[Records supplied Boundary: Start]

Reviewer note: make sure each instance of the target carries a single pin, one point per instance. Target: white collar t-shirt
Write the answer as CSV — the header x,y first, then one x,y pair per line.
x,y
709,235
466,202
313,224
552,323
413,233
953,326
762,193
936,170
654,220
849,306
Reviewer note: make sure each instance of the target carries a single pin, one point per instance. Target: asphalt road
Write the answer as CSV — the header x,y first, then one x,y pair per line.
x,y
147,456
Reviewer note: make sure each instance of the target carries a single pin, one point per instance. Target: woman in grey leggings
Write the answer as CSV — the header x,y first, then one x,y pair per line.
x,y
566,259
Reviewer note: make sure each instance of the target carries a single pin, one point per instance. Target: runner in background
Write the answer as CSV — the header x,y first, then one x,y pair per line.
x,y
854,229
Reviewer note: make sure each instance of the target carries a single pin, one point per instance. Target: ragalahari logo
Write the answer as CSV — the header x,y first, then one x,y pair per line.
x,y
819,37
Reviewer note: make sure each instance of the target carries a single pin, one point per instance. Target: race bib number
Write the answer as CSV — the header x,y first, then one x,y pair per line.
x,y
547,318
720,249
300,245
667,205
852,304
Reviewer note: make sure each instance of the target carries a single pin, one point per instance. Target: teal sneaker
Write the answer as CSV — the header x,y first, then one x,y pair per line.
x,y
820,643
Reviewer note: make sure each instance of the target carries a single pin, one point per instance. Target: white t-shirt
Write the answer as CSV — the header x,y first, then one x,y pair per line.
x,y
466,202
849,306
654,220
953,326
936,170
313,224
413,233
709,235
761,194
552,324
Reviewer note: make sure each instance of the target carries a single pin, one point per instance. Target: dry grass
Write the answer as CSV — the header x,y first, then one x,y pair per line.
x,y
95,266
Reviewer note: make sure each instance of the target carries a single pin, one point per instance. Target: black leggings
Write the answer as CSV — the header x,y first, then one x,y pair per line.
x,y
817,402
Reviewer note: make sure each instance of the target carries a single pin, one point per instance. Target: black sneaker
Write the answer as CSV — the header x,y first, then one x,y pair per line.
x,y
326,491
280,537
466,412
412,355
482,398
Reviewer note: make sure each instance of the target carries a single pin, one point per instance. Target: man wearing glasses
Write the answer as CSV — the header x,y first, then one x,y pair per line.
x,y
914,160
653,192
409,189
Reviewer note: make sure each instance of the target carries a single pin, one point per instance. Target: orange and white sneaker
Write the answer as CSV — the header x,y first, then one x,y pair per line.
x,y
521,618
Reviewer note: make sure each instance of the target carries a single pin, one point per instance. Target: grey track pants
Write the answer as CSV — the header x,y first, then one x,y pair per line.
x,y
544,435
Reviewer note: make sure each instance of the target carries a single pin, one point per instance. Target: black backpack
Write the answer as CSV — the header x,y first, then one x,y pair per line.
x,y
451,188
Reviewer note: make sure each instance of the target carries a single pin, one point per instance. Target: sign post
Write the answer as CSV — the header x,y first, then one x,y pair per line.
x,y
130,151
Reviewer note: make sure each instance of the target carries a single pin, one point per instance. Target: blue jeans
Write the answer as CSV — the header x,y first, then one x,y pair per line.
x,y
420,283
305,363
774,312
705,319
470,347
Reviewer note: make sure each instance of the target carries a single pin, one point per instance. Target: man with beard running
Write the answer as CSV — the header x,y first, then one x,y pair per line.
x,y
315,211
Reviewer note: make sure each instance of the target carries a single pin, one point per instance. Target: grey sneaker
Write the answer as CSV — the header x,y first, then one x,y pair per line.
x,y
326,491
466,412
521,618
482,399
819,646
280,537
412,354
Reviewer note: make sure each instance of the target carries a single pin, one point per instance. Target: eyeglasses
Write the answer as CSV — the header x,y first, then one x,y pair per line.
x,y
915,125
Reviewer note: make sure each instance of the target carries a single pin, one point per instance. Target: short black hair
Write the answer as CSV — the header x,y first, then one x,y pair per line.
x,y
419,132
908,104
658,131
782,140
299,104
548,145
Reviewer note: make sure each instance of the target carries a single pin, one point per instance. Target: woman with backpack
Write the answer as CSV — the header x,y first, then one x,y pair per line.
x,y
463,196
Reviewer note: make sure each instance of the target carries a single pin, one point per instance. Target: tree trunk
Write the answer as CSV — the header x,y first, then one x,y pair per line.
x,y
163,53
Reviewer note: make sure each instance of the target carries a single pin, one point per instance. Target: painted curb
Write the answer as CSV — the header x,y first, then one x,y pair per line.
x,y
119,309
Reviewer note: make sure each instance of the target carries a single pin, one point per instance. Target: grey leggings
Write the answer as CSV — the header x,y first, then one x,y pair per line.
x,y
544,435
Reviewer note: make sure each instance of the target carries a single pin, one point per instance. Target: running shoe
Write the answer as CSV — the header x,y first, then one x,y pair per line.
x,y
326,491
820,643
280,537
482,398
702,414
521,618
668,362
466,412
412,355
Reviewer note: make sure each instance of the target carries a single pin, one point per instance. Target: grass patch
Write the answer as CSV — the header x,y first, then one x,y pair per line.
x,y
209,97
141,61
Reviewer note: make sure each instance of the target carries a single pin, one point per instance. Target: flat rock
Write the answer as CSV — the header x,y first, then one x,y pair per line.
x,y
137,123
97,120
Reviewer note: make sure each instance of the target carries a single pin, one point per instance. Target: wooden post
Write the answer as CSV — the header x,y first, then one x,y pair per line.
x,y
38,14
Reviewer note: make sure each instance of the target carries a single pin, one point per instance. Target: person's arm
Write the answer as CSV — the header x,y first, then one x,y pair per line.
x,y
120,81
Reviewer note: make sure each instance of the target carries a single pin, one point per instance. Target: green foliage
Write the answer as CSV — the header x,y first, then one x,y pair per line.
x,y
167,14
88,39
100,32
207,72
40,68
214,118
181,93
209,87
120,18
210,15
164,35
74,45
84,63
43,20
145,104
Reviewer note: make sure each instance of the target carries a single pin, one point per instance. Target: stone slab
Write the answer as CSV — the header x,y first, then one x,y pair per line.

[Records supplied Boundary: End]

Brief:
In the material above, how many lines contain "white"? Reply with only the number.

Solution for this exercise:
3